▶ [Task details]:
Copy every line of the records below word for word, leaving the pictures out of your answer.

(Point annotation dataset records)

'''

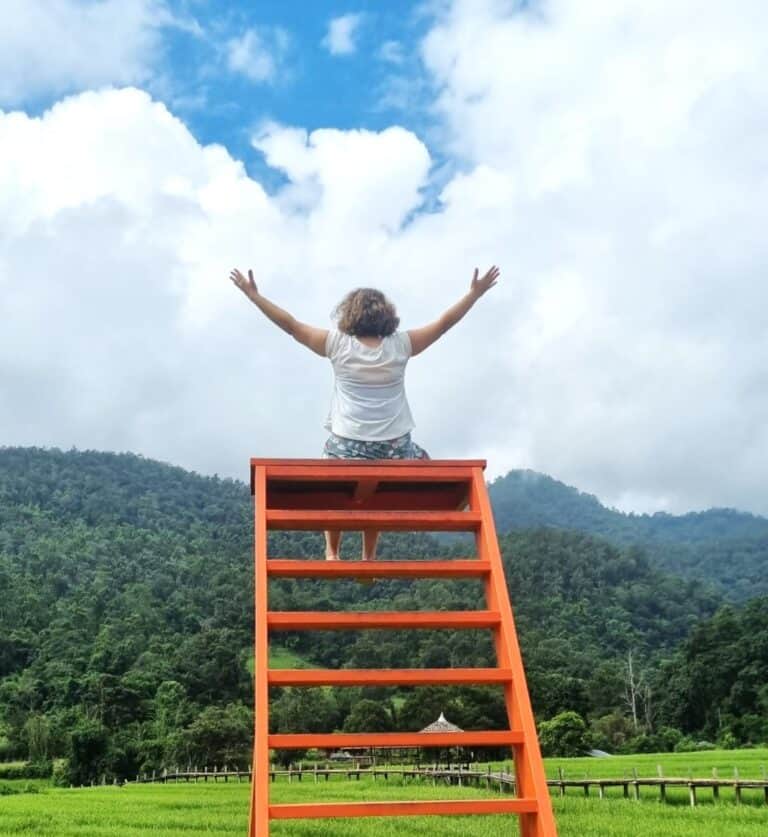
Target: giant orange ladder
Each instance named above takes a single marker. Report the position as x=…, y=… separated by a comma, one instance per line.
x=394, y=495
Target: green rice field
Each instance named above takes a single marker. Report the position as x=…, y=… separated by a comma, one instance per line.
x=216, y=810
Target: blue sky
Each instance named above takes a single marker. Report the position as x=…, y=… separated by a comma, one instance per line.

'''

▶ [Answer to this task]:
Target: giant orange ladder
Each instance named above takes a single marker. Report the position as x=…, y=… separated by a comma, one instance per line.
x=394, y=495
Target: green rice field
Each instance named above takes a single marker. Report the position as x=…, y=… separated by a comma, one instance per line.
x=216, y=810
Target: blue sky
Each instance named above takes a single marker. Report the position as x=…, y=… separated by a comma, one instance per line.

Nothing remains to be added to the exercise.